### Stated goal
Quote verbatim everything from the row containing "Return one point per instance of the white door" down to the last of the rows, including both ends and nothing else.
****************
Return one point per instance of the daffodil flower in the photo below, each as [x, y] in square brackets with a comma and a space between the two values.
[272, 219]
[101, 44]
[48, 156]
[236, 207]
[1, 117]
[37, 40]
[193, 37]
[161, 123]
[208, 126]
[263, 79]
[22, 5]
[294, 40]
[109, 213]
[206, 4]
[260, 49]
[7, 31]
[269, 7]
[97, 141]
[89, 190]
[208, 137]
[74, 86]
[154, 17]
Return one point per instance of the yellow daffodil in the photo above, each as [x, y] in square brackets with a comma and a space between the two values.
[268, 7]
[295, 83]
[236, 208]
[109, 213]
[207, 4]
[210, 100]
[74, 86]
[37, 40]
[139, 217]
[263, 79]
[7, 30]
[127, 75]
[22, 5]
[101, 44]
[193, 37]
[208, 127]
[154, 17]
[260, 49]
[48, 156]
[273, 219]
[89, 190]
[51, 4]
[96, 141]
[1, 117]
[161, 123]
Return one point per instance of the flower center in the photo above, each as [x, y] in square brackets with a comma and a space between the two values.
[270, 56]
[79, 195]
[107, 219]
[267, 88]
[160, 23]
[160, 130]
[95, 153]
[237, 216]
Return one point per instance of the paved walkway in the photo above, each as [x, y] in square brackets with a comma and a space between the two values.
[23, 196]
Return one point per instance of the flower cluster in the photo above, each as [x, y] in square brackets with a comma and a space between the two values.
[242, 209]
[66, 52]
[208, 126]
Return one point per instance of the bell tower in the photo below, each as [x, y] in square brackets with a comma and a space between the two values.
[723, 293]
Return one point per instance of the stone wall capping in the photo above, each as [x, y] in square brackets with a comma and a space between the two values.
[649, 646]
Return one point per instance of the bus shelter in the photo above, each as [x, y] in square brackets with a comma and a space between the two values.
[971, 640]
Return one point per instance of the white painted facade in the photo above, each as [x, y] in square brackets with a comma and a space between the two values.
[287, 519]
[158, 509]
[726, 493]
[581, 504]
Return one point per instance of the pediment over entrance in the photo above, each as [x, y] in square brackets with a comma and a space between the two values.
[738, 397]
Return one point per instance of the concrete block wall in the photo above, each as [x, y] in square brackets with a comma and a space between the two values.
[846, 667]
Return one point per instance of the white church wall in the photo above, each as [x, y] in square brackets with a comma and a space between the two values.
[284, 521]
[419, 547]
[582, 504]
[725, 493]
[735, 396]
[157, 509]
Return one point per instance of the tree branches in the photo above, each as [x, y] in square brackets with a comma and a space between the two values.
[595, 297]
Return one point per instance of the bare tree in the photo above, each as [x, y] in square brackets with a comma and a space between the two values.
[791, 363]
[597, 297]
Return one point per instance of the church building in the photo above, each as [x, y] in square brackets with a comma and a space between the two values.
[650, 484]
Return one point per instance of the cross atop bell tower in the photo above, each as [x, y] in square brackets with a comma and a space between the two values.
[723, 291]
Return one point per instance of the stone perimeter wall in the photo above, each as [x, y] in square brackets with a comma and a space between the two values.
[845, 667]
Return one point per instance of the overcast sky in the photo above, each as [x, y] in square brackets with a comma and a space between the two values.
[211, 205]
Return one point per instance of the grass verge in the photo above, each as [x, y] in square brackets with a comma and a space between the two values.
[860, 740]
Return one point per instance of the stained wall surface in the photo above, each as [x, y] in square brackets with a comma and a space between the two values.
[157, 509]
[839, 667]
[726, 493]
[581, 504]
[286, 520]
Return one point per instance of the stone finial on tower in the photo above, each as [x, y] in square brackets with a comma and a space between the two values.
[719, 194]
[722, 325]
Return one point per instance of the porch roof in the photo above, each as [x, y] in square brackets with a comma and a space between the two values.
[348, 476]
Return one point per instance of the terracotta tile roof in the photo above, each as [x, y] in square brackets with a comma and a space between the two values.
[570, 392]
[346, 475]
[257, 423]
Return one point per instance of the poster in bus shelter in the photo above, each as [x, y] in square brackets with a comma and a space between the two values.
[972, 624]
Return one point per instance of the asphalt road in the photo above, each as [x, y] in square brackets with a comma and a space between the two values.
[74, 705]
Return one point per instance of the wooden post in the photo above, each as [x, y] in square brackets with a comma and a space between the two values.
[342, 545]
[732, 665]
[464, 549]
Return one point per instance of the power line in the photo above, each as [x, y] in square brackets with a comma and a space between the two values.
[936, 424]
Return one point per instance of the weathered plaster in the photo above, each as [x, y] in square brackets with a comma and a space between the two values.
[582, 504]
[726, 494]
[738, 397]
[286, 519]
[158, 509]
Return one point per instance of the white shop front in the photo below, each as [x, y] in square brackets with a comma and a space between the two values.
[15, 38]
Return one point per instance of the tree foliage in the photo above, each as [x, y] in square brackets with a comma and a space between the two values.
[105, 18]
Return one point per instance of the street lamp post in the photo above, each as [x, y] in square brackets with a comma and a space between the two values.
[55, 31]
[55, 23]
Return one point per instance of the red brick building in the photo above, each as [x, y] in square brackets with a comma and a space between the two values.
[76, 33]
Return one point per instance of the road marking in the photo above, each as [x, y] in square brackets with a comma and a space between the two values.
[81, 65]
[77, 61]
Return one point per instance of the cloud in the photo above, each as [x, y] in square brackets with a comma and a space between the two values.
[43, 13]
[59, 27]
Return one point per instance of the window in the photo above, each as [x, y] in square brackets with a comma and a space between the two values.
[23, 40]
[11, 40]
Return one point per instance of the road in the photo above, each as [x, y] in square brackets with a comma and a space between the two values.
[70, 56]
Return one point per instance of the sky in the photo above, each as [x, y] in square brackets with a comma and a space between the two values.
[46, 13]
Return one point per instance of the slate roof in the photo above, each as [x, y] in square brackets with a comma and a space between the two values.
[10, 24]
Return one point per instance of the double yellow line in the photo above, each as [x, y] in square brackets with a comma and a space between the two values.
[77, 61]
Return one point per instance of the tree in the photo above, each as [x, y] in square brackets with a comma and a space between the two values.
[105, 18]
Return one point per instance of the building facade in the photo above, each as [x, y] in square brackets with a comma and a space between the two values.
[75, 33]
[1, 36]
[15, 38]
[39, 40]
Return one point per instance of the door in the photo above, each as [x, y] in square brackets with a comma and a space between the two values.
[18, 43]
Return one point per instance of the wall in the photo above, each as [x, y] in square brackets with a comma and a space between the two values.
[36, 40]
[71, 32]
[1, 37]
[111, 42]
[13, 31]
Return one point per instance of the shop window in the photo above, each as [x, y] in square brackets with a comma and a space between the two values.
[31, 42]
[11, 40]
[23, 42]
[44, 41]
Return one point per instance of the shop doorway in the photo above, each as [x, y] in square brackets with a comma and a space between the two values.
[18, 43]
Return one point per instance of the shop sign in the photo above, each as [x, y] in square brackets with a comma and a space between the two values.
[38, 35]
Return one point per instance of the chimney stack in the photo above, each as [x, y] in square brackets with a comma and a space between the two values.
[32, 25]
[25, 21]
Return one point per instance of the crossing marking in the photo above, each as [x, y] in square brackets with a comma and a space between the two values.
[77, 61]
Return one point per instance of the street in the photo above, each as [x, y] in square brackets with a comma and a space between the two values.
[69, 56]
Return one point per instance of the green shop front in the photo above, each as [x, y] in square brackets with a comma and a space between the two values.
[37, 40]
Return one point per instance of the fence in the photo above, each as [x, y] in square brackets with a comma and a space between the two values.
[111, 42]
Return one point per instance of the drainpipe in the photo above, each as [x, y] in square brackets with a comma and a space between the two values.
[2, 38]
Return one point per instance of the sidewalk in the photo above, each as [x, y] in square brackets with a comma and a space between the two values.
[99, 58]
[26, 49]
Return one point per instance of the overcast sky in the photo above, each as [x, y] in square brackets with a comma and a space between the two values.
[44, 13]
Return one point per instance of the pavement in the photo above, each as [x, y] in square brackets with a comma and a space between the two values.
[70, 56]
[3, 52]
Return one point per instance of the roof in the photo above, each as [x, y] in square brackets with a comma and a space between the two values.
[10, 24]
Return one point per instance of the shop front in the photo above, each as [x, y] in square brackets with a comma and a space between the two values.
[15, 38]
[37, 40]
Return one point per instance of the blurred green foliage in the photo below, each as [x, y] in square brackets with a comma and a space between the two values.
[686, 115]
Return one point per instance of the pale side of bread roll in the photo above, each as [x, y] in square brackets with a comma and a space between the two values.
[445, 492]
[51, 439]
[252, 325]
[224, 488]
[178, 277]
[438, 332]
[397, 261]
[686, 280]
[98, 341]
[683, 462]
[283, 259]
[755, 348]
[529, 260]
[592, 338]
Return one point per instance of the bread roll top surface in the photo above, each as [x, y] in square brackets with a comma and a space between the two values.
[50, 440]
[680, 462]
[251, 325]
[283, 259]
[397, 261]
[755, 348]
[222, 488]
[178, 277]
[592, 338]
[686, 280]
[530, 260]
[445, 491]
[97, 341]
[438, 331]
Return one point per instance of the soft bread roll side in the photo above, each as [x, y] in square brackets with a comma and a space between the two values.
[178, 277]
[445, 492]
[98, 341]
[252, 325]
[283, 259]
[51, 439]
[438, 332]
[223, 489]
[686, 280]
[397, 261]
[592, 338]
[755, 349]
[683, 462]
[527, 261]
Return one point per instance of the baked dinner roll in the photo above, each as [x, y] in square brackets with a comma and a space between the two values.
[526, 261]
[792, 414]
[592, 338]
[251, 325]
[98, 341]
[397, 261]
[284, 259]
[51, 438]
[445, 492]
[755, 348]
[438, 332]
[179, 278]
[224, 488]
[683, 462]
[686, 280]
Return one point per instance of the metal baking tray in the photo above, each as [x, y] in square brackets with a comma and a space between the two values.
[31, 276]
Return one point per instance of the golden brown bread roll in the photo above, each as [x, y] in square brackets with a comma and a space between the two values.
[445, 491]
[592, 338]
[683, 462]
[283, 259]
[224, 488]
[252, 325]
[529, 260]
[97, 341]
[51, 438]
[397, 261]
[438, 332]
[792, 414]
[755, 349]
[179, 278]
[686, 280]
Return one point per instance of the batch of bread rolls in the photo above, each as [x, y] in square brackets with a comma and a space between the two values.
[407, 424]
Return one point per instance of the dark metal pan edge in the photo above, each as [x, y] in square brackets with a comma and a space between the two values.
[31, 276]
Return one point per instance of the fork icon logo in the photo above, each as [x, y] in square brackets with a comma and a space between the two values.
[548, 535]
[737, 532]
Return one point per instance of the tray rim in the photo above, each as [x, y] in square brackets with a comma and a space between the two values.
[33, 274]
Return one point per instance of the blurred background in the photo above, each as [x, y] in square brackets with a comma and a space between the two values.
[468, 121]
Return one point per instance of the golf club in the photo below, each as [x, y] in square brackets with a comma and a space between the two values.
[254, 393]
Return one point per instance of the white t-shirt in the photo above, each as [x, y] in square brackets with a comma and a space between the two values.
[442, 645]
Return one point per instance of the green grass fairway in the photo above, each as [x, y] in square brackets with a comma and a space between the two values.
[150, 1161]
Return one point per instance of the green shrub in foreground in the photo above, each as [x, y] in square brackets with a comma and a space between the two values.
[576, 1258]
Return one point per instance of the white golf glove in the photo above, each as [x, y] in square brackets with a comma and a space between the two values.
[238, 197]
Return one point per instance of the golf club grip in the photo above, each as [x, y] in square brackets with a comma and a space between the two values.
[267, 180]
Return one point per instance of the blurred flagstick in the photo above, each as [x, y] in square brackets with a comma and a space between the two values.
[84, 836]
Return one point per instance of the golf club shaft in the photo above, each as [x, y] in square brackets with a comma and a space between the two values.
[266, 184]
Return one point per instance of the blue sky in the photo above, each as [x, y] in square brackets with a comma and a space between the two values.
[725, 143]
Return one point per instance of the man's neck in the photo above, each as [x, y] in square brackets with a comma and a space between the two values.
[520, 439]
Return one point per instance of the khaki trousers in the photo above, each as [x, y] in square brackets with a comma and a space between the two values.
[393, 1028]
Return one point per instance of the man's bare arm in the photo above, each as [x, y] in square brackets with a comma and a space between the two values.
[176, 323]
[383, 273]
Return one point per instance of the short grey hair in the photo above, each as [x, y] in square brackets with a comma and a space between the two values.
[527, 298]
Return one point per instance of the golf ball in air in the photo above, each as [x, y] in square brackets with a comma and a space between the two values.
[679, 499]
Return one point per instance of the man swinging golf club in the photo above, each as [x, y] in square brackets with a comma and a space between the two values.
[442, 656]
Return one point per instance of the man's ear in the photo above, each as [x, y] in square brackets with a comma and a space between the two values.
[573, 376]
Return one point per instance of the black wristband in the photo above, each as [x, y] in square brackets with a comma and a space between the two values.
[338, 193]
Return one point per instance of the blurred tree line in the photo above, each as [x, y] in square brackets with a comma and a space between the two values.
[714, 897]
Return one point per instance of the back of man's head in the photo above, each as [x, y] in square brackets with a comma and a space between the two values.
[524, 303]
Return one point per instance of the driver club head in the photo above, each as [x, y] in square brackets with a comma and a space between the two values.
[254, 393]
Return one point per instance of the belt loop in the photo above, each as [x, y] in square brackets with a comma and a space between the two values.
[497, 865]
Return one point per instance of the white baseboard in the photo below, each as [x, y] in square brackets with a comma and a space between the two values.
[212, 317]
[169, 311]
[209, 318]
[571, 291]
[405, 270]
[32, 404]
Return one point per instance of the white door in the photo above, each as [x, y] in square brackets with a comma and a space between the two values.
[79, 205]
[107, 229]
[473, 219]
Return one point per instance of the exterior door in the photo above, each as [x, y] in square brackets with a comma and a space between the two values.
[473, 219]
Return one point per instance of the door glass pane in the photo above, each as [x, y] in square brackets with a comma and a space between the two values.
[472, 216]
****************
### Full output
Return one point per instance of the white door in the photo above, each as [x, y] in square brackets with a comma and a space between the two values.
[79, 205]
[107, 229]
[473, 219]
Return one point per instance of the exterior door in the photo above, each as [x, y] in square brackets with a comma and a space between the two values.
[473, 219]
Return one point per instance of the door glass pane in the photo above, each as [x, y] in square brackets with a comma and a space between the two values.
[472, 216]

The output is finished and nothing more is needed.